[[ MATERIAL SUPPLIED open ]]
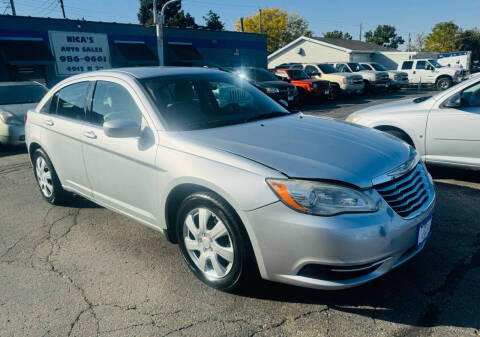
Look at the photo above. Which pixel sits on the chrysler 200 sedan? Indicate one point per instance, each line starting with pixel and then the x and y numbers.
pixel 242 185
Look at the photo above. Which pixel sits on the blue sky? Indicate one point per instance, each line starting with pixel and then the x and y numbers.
pixel 323 15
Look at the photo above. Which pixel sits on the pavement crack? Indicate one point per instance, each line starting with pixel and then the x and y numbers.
pixel 9 249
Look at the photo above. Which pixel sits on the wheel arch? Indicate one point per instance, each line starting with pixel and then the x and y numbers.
pixel 181 191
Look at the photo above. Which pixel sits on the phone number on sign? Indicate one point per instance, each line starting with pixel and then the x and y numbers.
pixel 80 68
pixel 84 59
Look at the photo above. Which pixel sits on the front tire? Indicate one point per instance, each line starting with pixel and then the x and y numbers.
pixel 214 242
pixel 47 179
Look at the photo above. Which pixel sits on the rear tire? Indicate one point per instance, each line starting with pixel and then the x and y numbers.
pixel 214 243
pixel 47 179
pixel 443 83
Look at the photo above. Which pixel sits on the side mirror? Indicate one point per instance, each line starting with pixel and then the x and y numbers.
pixel 121 128
pixel 453 102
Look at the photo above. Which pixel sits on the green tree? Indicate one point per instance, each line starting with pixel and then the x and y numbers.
pixel 471 41
pixel 337 34
pixel 384 35
pixel 444 38
pixel 419 44
pixel 280 26
pixel 212 21
pixel 174 15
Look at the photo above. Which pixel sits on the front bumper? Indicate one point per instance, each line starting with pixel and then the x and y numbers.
pixel 399 84
pixel 458 79
pixel 362 246
pixel 354 88
pixel 12 134
pixel 381 84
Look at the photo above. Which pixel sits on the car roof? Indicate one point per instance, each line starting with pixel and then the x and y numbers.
pixel 9 84
pixel 147 72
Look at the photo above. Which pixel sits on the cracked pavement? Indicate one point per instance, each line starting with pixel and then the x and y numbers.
pixel 83 270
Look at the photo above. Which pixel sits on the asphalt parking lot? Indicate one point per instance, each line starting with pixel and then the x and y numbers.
pixel 83 270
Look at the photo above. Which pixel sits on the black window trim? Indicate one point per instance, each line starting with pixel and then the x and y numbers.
pixel 56 115
pixel 442 105
pixel 91 95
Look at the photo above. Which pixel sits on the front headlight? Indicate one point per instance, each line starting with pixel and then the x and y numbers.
pixel 272 90
pixel 321 198
pixel 353 118
pixel 9 118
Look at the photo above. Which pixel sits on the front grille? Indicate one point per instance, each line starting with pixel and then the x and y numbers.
[[ MATERIAL SUPPLIED closed ]]
■ **WHAT IS BEING ASKED**
An exact transcript of the listing is needed, free of pictures.

■ **RESULT BELOW**
Look at the photo above. Which pixel sits on the chrysler 200 sedan? Indicate one point per instance, each line starting with pixel and then the x and y numbers.
pixel 242 185
Look at the photo above. Which pixel sits on the blue sky? Indicate one point per instance, each line starting with pixel and then the x and y numbers.
pixel 323 15
Look at the photo above. Which pixel sits on the pavement crack? Indicate one point per instance, each line starting with pixel and then the x and y numbers.
pixel 9 249
Look at the photo above. Which pixel sits on the wheel arch? Indicate one point per instance, each line starting with pixel and then the x and y numbers.
pixel 181 191
Look at the photo above. Which pixel sits on the phone number on sign? Indicate one point per instance, each line starting with pixel and then the x and y numbers.
pixel 80 68
pixel 84 59
Look at the photo above. Which pixel sits on the front tire? Indicate one point per instance, each line starting with pixel and then the x and y numbers.
pixel 214 242
pixel 47 179
Look at the photo above. Which pixel sits on the rear tire? Indicate one point per instance, each line starting with pixel and then the x and y numbers.
pixel 214 243
pixel 47 179
pixel 443 83
Look at the photo above. Which pixel sits on the side mirror? Indicate one point per instance, each line starting with pixel and then the x and y numbers.
pixel 121 128
pixel 453 102
Look at the photo above. Which pixel sits on the green tree? Indicate one point per instance, each line starting with pixel and then the x and y numbers.
pixel 471 41
pixel 337 34
pixel 384 35
pixel 444 38
pixel 419 44
pixel 280 26
pixel 212 21
pixel 174 15
Look at the photo above. Which pixel sits on the front bumper? Indicate one point per instance, each line starting with pixel and then the x and y numbers.
pixel 399 84
pixel 458 79
pixel 362 246
pixel 354 88
pixel 12 134
pixel 381 84
Look at the photo above. Which pixel sits on the car roof? Indicate one point per instance, each line starting with pixel and then the x and y numbers.
pixel 9 84
pixel 147 72
Look at the photo above. Which pixel sits on the cracked pavement? Indicate one point per instance, each line starting with pixel and then the x and y numbers.
pixel 83 270
Look at the photo above. Which pixel sits on the asphalt parking lot? Indicate one point per instance, each line starting with pixel and then the x and y numbers.
pixel 83 270
Look at the photo above. Which pixel sits on the black window trim? Indicate one point per instance, each line starting with pixel and then the x and y numbers.
pixel 56 115
pixel 442 105
pixel 91 95
Look at the photo above. Which pixel sits on the front headlight? Indicate one point per instance, each line starting with pixel and then the x and y numbers.
pixel 272 90
pixel 321 198
pixel 353 118
pixel 9 118
Look at the photo above. Which pixel sits on the front grille? Indicate one point per instance, each line starting with pixel and then the x and y numbers.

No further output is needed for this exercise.